• **Instructions for the task**
Copy the material from the line containing "Locate the flower bud" through the line containing "341;344;404;389", putting "blossom" in place of "flower bud" and leaving everything else unchanged.

• **Listed records**
+-------+
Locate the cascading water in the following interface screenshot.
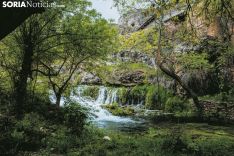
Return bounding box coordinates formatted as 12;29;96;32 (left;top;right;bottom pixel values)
71;85;133;122
50;85;147;132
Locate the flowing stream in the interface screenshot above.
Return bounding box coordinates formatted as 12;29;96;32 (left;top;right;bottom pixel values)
51;85;148;132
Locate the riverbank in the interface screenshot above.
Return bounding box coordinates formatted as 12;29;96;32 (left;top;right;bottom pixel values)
31;123;234;156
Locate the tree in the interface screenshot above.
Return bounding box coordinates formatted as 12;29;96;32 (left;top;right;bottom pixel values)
115;0;233;116
2;0;115;118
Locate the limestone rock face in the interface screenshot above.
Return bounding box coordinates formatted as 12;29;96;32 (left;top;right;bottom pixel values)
119;71;145;84
81;73;102;84
113;51;155;67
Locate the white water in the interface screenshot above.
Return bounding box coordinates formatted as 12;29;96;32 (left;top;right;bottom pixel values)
71;85;134;123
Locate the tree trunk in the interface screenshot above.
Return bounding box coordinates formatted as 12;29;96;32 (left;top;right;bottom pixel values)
56;93;62;108
15;42;33;118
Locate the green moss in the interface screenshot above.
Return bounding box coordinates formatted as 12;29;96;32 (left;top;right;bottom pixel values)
165;96;187;113
145;85;172;109
102;103;135;116
117;87;129;105
82;86;99;99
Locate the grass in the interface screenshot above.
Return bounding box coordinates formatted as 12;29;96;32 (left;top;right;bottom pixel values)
70;123;234;156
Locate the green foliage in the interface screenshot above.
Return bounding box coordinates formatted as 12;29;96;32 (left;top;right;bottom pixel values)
117;87;129;105
82;86;99;99
102;103;135;116
63;101;89;135
177;53;212;70
165;96;188;113
145;85;172;109
95;62;158;84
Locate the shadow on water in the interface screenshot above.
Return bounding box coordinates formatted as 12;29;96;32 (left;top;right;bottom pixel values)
93;119;151;133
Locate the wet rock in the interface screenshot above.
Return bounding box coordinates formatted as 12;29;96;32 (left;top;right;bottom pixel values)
103;136;111;141
119;71;145;84
81;73;102;84
113;51;155;67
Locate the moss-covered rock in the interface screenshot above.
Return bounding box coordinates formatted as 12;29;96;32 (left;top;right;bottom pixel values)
82;86;99;99
102;103;135;116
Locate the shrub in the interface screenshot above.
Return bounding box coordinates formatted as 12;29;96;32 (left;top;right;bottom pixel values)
145;86;172;109
117;88;129;105
82;86;99;99
64;101;89;135
103;103;135;116
165;96;187;113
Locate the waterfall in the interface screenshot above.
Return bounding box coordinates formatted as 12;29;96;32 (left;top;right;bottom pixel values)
71;85;133;122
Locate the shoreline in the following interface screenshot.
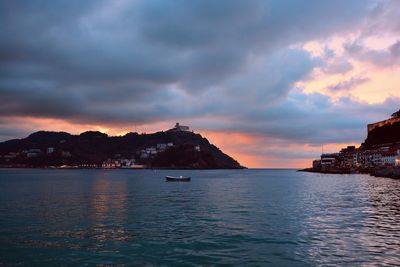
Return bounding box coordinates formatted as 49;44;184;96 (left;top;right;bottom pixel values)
298;167;400;180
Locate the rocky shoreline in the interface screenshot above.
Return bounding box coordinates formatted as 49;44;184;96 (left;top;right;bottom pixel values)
298;166;400;179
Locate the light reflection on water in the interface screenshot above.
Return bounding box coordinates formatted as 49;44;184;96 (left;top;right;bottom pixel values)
0;170;400;266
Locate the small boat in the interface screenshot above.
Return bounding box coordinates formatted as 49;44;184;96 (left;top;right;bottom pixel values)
165;175;190;182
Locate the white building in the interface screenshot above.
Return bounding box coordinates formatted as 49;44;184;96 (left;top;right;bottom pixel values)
171;122;189;132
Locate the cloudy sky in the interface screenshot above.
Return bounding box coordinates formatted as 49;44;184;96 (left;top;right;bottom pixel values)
0;0;400;167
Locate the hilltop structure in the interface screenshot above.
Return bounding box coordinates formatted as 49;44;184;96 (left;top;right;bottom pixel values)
0;128;243;169
368;109;400;133
170;122;189;132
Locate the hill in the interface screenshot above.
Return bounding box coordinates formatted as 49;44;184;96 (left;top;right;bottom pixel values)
0;131;243;169
361;122;400;149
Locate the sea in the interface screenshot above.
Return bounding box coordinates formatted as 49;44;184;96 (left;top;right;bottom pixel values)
0;169;400;266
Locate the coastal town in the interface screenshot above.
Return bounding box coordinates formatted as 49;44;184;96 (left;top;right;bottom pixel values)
0;123;192;169
306;110;400;178
0;123;241;169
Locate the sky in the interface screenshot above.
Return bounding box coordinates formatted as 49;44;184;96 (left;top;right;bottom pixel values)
0;0;400;168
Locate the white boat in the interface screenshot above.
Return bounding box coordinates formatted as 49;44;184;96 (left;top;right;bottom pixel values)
165;175;190;182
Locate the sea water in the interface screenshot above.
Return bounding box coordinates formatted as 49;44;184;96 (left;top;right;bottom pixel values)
0;169;400;266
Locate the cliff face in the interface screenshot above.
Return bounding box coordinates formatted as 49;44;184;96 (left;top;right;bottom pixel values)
361;122;400;149
0;131;243;169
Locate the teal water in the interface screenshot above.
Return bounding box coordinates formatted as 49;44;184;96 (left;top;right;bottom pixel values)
0;169;400;266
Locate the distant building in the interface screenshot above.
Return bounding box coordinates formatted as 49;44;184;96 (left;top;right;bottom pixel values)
381;152;397;166
171;122;189;132
313;159;321;169
321;153;338;166
368;110;400;133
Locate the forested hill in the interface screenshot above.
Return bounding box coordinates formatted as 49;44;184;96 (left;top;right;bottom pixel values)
0;131;243;169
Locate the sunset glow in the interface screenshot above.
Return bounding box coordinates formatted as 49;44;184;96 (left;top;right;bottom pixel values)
0;0;400;168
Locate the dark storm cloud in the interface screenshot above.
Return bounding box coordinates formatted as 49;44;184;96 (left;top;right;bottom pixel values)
0;0;397;148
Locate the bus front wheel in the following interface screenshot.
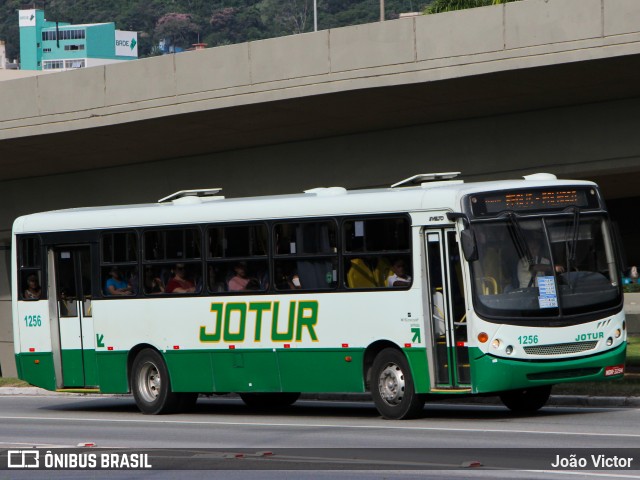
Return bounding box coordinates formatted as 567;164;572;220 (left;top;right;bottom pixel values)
131;349;180;415
371;348;426;420
500;385;551;413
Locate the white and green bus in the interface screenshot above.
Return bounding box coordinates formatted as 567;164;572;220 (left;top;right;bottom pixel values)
12;174;626;419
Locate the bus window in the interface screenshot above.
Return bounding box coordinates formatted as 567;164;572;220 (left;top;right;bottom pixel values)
274;221;338;290
100;231;140;297
207;223;269;293
143;228;203;295
18;237;46;300
343;217;412;288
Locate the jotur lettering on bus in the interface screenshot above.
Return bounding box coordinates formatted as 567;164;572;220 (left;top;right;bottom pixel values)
200;300;318;343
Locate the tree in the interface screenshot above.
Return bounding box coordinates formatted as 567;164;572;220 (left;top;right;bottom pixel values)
424;0;519;14
155;13;200;49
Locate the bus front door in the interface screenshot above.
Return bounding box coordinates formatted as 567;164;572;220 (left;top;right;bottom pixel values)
49;246;97;388
424;228;471;390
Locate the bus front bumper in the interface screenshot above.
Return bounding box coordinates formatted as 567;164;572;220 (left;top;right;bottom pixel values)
469;343;627;393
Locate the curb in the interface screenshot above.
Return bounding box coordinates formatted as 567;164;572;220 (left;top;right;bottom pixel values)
0;387;640;407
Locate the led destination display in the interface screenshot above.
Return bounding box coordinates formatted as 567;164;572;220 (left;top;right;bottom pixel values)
471;187;598;217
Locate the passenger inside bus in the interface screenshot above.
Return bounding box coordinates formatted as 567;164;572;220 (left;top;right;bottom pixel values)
104;266;132;296
229;262;260;292
144;267;164;294
165;263;196;293
518;236;564;288
387;258;411;287
24;274;42;300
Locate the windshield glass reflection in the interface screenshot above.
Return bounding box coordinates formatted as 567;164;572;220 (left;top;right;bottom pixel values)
471;212;621;322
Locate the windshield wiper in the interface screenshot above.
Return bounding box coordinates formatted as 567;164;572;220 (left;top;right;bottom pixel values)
567;207;580;290
507;212;534;268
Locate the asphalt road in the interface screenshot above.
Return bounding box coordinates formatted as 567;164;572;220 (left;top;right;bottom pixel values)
0;395;640;479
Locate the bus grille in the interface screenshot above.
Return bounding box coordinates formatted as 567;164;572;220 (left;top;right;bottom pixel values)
524;341;598;355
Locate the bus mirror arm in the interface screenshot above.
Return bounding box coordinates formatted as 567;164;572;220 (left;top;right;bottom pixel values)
447;212;478;262
447;212;469;228
460;229;478;262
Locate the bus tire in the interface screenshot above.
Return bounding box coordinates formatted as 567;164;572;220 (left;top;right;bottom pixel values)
500;385;551;413
371;348;426;420
131;348;180;415
240;392;300;409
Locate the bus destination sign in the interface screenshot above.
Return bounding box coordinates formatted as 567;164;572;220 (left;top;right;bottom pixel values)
471;187;598;217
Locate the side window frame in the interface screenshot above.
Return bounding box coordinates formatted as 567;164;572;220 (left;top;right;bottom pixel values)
97;228;140;299
341;213;414;291
271;217;341;293
140;224;206;297
16;235;47;302
203;221;273;295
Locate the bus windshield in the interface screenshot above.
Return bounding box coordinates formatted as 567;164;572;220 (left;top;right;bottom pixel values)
471;215;622;323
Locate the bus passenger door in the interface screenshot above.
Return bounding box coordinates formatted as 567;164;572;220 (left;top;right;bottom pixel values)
424;228;471;390
49;246;98;388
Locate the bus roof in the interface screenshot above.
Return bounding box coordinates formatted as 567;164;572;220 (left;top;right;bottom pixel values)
13;178;595;233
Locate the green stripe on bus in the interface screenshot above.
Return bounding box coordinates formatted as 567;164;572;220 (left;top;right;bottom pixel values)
16;352;56;390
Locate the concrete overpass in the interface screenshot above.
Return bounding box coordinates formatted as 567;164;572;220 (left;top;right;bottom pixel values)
0;0;640;375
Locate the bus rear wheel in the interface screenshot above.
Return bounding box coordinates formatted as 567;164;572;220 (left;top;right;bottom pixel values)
240;392;300;409
371;348;426;420
500;385;551;413
131;348;180;415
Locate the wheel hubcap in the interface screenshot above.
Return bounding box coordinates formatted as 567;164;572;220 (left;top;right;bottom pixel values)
138;362;161;402
378;363;404;406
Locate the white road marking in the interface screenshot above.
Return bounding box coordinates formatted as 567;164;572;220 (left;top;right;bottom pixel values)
0;415;640;438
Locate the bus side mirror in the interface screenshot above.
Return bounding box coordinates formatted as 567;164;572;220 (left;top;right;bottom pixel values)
460;230;478;262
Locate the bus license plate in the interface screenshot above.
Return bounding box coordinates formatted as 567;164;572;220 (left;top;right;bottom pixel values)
604;365;624;377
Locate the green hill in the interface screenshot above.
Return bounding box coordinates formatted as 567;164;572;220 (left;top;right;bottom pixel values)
0;0;432;60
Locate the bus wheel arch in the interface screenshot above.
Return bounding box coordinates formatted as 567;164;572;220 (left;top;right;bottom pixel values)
129;345;181;415
362;340;400;391
370;346;426;420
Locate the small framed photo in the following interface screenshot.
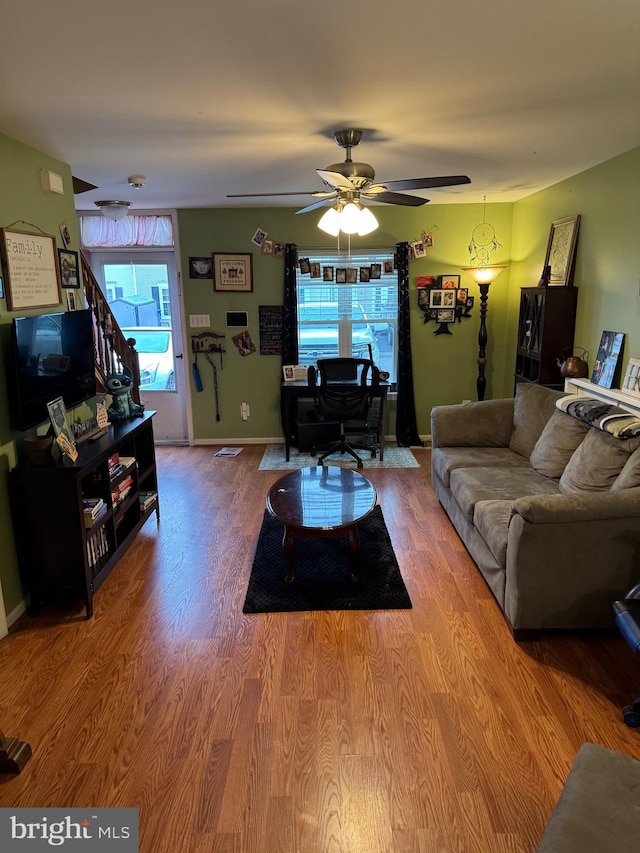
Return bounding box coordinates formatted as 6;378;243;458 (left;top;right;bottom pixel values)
440;275;460;290
436;308;456;323
212;252;253;293
189;258;213;278
429;288;456;308
544;214;580;287
47;397;76;447
58;249;80;287
622;358;640;396
251;228;267;246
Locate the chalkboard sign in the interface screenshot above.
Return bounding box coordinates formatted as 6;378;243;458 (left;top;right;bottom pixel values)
0;228;62;311
258;305;282;355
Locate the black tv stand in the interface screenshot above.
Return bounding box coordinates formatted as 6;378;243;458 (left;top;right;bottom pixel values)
10;412;160;619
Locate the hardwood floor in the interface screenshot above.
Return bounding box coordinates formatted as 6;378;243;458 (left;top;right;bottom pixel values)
0;446;640;853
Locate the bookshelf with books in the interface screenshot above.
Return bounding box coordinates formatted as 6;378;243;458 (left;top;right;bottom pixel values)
10;412;160;618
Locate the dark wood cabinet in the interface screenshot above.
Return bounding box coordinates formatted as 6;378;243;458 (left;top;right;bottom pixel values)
515;287;578;390
10;412;160;618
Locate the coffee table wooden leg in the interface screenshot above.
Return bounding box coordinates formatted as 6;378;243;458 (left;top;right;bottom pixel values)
282;526;296;583
348;524;360;583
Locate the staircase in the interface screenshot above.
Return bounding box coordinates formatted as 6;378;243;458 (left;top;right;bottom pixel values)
80;250;140;403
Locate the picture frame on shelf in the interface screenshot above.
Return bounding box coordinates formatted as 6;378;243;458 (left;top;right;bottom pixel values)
621;358;640;397
0;228;62;311
58;249;80;288
591;330;625;388
543;213;580;287
212;252;253;293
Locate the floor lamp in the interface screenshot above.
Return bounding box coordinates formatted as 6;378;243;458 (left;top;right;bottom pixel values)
462;266;506;400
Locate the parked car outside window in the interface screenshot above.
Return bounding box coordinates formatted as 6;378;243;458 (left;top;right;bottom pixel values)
122;326;176;391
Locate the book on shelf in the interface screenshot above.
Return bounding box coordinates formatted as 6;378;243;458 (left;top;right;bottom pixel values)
138;492;158;511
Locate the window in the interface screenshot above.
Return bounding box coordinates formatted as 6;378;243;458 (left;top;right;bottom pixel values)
296;249;398;382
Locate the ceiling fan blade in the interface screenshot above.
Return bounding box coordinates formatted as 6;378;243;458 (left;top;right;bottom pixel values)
362;192;429;207
227;190;322;198
380;175;471;190
316;169;356;190
296;193;338;213
71;176;98;195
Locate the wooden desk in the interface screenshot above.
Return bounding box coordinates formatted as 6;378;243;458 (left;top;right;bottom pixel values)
280;381;389;462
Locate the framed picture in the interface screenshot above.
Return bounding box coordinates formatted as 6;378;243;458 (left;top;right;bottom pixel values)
429;288;456;310
544;214;580;287
47;397;76;447
436;308;456;323
189;258;213;278
440;275;460;290
0;228;62;311
58;249;80;287
622;358;640;396
212;252;253;293
591;331;624;388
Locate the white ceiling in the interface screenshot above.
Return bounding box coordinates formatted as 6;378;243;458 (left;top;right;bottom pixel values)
0;0;640;210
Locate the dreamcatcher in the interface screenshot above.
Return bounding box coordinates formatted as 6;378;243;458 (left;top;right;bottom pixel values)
469;196;502;267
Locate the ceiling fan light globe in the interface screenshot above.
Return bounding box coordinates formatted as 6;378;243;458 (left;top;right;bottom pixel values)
318;207;340;237
358;207;378;237
340;201;360;234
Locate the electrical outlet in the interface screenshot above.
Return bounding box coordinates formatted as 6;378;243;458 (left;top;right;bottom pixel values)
189;314;211;329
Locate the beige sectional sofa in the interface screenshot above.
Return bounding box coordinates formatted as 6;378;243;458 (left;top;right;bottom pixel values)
431;383;640;639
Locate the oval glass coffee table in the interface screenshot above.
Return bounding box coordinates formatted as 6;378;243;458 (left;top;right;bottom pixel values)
267;465;376;583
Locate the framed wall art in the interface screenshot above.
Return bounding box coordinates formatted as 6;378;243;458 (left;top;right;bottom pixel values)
58;249;80;287
622;358;640;395
212;252;253;293
543;214;580;287
0;228;62;311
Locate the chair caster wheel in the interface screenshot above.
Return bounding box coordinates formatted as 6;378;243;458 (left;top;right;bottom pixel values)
622;703;640;729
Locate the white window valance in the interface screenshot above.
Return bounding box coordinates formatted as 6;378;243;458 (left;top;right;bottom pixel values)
80;213;173;249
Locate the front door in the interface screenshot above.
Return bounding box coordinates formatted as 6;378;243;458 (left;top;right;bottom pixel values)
91;250;187;444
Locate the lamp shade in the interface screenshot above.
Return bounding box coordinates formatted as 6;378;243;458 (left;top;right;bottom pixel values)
95;199;131;222
460;265;507;284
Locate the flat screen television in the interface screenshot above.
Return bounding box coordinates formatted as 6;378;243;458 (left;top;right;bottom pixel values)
8;309;96;430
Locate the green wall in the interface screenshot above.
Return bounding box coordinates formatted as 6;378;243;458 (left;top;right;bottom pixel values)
0;130;640;612
178;204;512;440
0;134;79;613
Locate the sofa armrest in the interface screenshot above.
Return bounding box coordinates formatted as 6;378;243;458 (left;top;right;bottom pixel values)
511;487;640;524
431;397;514;447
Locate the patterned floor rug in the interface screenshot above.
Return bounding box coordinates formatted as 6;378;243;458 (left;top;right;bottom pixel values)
259;444;420;471
243;506;412;613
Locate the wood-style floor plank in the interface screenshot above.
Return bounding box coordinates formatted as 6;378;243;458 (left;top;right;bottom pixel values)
0;446;640;853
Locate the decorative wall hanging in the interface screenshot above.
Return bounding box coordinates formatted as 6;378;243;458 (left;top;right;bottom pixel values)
543;214;580;287
212;252;253;293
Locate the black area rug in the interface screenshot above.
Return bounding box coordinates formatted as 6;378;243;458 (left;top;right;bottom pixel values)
242;506;411;613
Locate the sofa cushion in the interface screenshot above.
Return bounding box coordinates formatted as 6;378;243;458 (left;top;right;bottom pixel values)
509;382;564;459
611;449;640;492
560;427;640;494
431;447;529;488
529;411;590;480
473;500;513;567
450;465;558;522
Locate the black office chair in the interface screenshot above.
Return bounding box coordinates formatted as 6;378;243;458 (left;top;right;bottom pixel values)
307;358;380;468
613;583;640;728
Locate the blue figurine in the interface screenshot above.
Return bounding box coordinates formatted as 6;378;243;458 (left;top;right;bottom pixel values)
104;366;144;423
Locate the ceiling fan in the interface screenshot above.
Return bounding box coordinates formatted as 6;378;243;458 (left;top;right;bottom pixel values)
227;129;471;213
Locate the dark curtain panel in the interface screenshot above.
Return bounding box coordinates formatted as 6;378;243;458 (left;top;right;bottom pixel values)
282;243;298;365
280;243;298;440
396;243;422;447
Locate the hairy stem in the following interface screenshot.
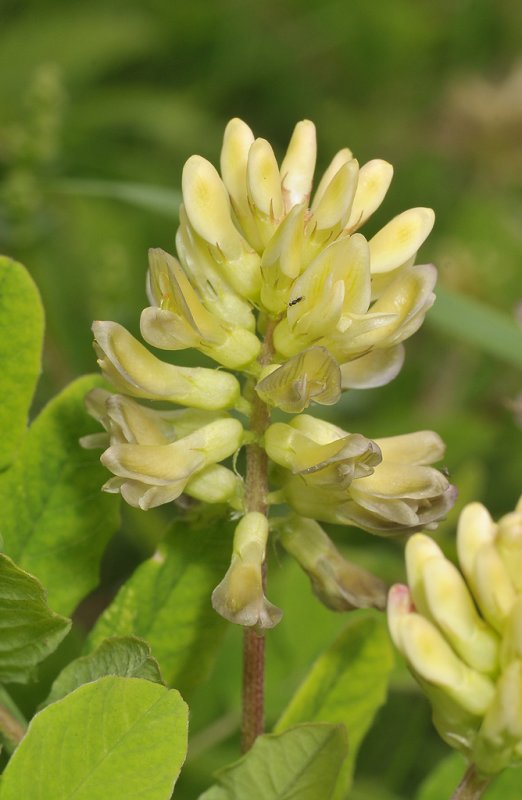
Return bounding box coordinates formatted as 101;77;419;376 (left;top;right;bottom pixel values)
451;764;491;800
241;320;276;752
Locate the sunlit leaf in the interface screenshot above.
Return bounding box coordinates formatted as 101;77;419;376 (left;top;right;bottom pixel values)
275;614;393;798
200;725;346;800
0;376;119;614
0;677;187;800
0;555;71;683
42;636;163;706
0;257;44;471
89;520;232;691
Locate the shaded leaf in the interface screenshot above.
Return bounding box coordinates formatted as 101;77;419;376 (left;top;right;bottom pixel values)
200;724;346;800
0;257;44;470
0;555;71;683
416;753;522;800
0;376;119;614
275;614;393;798
0;677;187;800
42;636;163;707
89;520;232;691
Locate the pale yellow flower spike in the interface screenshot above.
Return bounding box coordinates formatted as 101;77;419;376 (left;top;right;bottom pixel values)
82;118;450;632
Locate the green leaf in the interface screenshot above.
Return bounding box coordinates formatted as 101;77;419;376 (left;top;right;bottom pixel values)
0;677;187;800
427;286;522;368
0;686;27;752
416;753;522;800
55;178;182;220
199;724;347;800
89;520;232;692
42;636;163;708
0;376;119;614
0;257;44;471
275;614;393;798
0;555;71;683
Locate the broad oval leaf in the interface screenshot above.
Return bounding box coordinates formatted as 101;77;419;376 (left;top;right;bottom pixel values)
88;519;233;692
0;555;71;683
198;724;347;800
0;677;187;800
0;376;119;614
42;636;163;707
0;257;44;471
275;613;393;799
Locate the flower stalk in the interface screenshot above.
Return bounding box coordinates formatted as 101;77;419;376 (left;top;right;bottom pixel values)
241;319;276;753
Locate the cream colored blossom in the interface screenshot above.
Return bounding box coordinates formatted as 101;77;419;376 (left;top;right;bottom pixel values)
265;414;455;534
388;502;522;775
212;511;282;628
83;119;450;627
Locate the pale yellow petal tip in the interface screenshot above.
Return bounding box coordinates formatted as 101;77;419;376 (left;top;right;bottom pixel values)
212;557;283;629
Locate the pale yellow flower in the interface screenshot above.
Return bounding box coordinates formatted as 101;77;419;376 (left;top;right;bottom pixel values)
388;501;522;775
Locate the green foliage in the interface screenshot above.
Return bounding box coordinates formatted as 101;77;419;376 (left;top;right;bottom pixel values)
0;376;118;614
429;288;522;368
200;725;346;800
89;518;230;692
0;555;71;683
0;257;44;471
415;753;522;800
42;636;163;707
275;615;393;798
0;677;187;800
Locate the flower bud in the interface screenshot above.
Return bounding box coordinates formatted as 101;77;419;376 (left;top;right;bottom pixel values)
473;659;522;775
347;158;393;232
281;119;317;212
184;464;243;509
279;515;386;611
182;156;261;300
312;158;359;234
388;494;522;775
369;208;435;274
406;533;499;674
176;206;256;331
212;511;282;628
341;344;404;389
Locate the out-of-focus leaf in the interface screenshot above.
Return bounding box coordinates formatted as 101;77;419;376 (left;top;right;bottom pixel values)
0;677;187;800
275;614;393;798
0;555;71;683
416;753;522;800
89;520;232;691
426;287;522;368
42;636;163;707
55;179;181;220
200;724;346;800
0;256;44;470
0;376;119;614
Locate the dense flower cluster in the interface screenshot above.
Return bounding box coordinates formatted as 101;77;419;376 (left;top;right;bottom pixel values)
388;498;522;775
85;119;454;627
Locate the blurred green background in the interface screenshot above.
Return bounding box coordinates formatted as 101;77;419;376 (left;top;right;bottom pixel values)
0;0;522;800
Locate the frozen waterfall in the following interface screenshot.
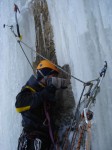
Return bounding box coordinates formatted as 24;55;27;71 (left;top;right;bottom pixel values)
47;0;112;150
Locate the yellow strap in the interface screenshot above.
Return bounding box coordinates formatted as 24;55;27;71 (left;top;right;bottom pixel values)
16;106;30;113
25;86;36;93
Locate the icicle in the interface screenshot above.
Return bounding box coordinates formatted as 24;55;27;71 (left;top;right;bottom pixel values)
40;13;46;51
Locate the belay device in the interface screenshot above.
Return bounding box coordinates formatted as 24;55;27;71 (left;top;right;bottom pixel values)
62;61;107;150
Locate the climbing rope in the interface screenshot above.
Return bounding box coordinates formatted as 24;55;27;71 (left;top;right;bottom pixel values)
3;4;85;84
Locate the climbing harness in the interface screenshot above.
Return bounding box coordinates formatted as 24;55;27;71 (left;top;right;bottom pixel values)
3;4;107;150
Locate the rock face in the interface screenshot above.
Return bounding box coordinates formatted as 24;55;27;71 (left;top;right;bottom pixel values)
33;0;75;136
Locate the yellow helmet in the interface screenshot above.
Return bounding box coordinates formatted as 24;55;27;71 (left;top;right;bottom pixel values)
37;60;59;73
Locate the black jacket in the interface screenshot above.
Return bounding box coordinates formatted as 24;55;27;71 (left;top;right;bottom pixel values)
15;75;56;132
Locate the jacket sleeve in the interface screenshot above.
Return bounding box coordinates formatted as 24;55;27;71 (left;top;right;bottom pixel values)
15;85;56;112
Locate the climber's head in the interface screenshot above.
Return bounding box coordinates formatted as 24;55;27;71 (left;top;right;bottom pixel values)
37;60;59;80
+-------+
• **Answer to this problem**
Locate the blossom in the interface screenshot above.
Return bounding box coordinates formatted as 101;77;419;376 (left;top;right;bottom pixel values)
473;659;522;775
347;158;393;232
281;119;317;212
184;464;243;509
279;515;386;611
182;156;261;300
312;158;359;234
388;494;522;775
369;208;435;274
406;533;499;674
176;206;256;331
212;511;282;628
341;344;404;389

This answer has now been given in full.